** GIVEN PASSAGE follows **

And going the other way as I mentioned was about 276,000 of acquisition reversal cost. And that basically was in first accounting we accrued from the contingency that we might have had to pay additional consideration based on reoccurring monthly revenues that were retained after the first year of operations of our monitoring station. And as I mentioned, yes, there were a lot of customers that were required to be weeded out, who are not paying their bills, and basically that one’s one of the main drivers in our reoccurring monthly revenue contingency payment not having to be made.

So, that 276,000 was actually a reduction in purchase price and under current accounting, is actually a reduction of our operating expenses.

Next thing I’ll spend a few moments on is headcount reduction. I mentioned last quarter around the middle of 2008 when Mr. Raefield took over, not including car washes, we had about 215 people – and really I should say 215 people includes me putting in as if CSSS was on board at that time. And currently right now with CSSS on board, we had 130 people. So, that’s about a 40 percent reduction in headcount.

So, we basically have 60 percent of the workforce, you know, we had in towards the middle end of 2008. So, you know, we did a lot there. Within that headcount reduction was an additional headcount reduction of about 17 people in the first half of this year and the average annual salary of those reductions were about $95,000.

** End of GIVEN PASSAGE **

# ASSIGNED TASK 1:
Answer these from the passage on costs and headcount:
(a) About how much acquisition reversal cost is mentioned?
(b) How many people are there currently, with CSSS on board?
(c) What was the approximate average annual salary of the roughly 17 positions cut in the first half of this year?
# ASSIGNED TASK 2:
Repeat word for word the part of the passage on costs and headcount between "And going the" and "to be made.", inclusive.

** DATA SUPPLIED follows **

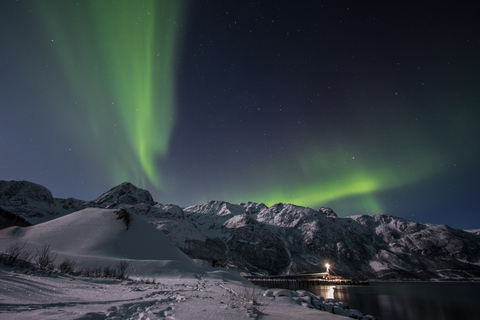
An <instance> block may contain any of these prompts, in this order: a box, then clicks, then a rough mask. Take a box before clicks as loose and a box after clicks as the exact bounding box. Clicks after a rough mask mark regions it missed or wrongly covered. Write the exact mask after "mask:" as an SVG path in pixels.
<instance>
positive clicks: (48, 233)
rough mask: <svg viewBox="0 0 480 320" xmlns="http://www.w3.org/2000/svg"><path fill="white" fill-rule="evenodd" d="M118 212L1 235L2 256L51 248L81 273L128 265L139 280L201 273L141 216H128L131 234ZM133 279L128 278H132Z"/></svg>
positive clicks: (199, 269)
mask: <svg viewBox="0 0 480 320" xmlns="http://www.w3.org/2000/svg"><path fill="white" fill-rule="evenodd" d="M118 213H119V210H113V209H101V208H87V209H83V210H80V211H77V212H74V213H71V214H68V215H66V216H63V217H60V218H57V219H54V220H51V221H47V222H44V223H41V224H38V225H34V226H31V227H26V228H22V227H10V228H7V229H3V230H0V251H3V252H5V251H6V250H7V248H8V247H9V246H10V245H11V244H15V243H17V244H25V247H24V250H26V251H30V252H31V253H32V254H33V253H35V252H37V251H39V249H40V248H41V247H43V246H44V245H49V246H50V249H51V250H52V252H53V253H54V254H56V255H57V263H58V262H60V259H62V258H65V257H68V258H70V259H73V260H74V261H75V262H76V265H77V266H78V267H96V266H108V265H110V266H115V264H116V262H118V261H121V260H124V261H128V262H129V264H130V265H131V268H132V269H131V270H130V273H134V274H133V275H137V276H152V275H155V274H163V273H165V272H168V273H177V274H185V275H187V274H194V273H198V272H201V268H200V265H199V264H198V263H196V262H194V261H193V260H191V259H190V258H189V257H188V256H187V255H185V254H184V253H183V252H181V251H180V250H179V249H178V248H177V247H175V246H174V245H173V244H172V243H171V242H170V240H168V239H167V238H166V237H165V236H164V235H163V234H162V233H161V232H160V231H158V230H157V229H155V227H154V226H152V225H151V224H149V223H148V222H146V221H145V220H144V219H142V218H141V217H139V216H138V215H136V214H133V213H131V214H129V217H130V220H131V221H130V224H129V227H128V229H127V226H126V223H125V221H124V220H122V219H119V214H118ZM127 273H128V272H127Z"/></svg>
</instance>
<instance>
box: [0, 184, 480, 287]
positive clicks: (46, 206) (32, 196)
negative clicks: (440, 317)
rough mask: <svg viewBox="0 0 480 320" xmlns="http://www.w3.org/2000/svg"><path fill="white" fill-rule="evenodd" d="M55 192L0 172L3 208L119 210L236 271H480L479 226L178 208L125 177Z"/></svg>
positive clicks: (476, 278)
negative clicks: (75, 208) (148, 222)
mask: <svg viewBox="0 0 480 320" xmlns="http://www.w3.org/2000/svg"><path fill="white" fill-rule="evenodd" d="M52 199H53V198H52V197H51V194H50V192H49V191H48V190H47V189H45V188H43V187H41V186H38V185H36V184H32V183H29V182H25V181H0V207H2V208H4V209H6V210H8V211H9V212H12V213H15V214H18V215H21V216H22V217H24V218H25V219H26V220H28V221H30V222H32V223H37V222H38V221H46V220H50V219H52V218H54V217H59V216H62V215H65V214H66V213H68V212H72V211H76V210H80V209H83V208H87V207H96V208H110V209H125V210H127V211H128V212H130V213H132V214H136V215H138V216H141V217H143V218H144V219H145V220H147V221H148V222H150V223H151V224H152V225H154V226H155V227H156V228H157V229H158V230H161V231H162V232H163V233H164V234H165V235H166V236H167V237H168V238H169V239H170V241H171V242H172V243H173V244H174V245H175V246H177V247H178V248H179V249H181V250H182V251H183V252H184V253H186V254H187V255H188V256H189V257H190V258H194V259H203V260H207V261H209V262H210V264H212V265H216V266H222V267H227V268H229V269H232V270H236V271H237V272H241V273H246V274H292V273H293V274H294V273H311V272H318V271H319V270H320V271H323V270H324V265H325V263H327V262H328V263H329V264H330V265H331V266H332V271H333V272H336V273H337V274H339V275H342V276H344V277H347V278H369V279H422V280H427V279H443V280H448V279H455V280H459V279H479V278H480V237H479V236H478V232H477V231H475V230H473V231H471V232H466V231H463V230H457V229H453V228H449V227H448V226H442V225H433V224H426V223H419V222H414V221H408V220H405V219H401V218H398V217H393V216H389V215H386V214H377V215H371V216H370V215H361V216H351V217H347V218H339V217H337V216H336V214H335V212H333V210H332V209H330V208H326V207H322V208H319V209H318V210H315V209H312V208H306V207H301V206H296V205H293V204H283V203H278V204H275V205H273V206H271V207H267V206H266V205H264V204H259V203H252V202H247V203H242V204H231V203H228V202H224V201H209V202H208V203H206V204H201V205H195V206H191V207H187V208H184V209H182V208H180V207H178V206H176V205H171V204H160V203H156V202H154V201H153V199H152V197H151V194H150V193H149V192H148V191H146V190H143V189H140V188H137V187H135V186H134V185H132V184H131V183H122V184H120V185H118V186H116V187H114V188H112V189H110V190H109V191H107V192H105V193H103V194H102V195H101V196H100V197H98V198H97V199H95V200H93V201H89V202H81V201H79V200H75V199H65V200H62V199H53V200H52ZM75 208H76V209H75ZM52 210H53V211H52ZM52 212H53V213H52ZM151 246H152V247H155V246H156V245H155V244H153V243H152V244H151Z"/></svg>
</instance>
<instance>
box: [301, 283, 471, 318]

** End of DATA SUPPLIED **

# EXPECTED ANSWER 1:
(a) About 276,000.
(b) 130 people.
(c) About $95,000.

# EXPECTED ANSWER 2:
And going the other way as I mentioned was about 276,000 of acquisition reversal cost. And that basically was in first accounting we accrued from the contingency that we might have had to pay additional consideration based on reoccurring monthly revenues that were retained after the first year of operations of our monitoring station. And as I mentioned, yes, there were a lot of customers that were required to be weeded out, who are not paying their bills, and basically that one’s one of the main drivers in our reoccurring monthly revenue contingency payment not having to be made.